Task requirements =
Each record must be repeated exactly as it stands.

Data provided =
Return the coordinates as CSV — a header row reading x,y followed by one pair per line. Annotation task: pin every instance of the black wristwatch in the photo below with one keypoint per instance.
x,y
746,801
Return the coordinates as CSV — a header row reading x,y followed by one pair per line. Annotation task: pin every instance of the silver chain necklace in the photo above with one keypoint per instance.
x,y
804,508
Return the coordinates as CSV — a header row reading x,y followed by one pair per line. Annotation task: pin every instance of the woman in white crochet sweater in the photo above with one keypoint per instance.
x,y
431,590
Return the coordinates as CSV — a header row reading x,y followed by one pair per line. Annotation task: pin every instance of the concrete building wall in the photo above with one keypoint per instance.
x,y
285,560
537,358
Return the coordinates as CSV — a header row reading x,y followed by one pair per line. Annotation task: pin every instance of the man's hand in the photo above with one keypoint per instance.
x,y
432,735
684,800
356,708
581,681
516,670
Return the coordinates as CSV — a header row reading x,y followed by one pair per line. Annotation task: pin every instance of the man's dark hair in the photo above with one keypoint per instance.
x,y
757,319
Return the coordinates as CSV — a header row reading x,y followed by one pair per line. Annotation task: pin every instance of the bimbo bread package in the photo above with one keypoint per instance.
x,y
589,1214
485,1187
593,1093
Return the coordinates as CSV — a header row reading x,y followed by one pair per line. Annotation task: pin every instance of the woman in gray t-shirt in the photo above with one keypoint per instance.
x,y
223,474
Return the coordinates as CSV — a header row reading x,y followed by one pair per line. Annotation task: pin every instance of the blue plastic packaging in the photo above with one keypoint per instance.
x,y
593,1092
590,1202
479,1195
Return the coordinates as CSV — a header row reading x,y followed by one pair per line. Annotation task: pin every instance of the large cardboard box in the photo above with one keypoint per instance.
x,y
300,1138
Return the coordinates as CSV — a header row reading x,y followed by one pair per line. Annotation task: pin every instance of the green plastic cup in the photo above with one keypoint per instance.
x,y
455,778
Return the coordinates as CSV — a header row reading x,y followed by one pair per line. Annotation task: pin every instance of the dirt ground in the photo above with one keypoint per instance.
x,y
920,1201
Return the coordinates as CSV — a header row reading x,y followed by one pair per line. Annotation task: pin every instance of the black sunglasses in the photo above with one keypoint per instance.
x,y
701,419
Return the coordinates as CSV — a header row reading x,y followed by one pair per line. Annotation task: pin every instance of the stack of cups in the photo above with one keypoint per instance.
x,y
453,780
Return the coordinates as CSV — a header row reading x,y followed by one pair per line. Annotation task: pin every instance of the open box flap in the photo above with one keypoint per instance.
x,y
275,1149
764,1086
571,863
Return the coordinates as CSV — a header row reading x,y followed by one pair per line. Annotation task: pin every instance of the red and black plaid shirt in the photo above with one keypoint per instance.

Answer =
Return the coordinates as CSV — a header row reading x,y followed by one pair per line. Annotation task: pin every instance of the black wristwatch in the photo below with one keypoint per instance.
x,y
746,801
Return the coordinates as CSV — a header row reading x,y followed by one pair per line. Annotation task: pin every instance of the silver chain necklace in the photo above with one keypoint per instance.
x,y
804,508
Return the coordinates as CSV — a header row reading x,y followed by one pair per line. Annotation task: pin every instance of the woman in white crochet sweater in the photo above with one keypoint per instance.
x,y
431,590
Return the coordinates as CSV — a header row reading x,y followed by one pair per line. Annotation task: pin every instance of the concrete building wall in the photo above with one keypoint per instance.
x,y
285,560
537,358
Return the coordinates as CSV — a header row reading x,y followed by one pair per line. Annotation task: pin every instance of the man's hand in the photo above with one keypoint per instance.
x,y
432,735
684,800
356,708
581,681
516,670
Return the coordinates as CSV — a header row reading x,y followed by one pair per line. Annotation task: pin every instance of the man's dark hair in the photo above with one keypoint per instance.
x,y
757,319
Return the coordinates as CSV — a header row reading x,y followed by one pair per line. Annotation task: pin every instance of the bimbo bread package in the photo above with one keypoint per instance.
x,y
589,1214
485,1187
593,1093
Return the coordinates as CSV — a header row reading x,y followed by one pair per line. Annotation task: pin every instance of the woman in gray t-shirt in the photo above with one keypoint per instance.
x,y
223,474
Return the coordinates as CSV — a header row reading x,y followed by one pair per line. Annotation task: pin every instance of the blue plastic packaging in the photo above with one keypoint per instance.
x,y
593,1092
590,1202
479,1195
Return the coordinates as CSV — a header row reading x,y followed by one pair per line. Annotation task: pin every instance of the large cardboard box in the photo above with one keypoint per instance.
x,y
300,1138
Return the coordinates as CSV — a header row reading x,y followed by one pair per line. Annotation task: pin every instance of the green plastic cup in the photo above with one keypoint per instance.
x,y
455,778
Return the coordinates as CSV — a header row reading x,y followed by one pair per line. Annotation task: pin every instance of the dirt ground in the photo above with one keypoint per instance.
x,y
920,1201
Return the coordinates as CSV — a header row reading x,y followed by one pair per line. Annotation task: pin every instance of the black sunglasses in the photo above with one keypoint per instance.
x,y
701,419
Return the coordinates as CSV — a header row reading x,y followed by one pair per line. Annotation task: pin every instance of the stack of cups in the photo above with one keypoint per instance.
x,y
453,780
Return the coordinates as CSV — a header row reading x,y followed by one pair per line. Annotation task: pin every instance of the open box flap in the photo above with one keypoint per instance.
x,y
275,1149
764,1086
571,863
Return the coordinates as CSV — a header row reading x,y followed by one pair per line. Annotation task: pin every instance of the red and black plaid shirt in the photo above with one keypoint per instance.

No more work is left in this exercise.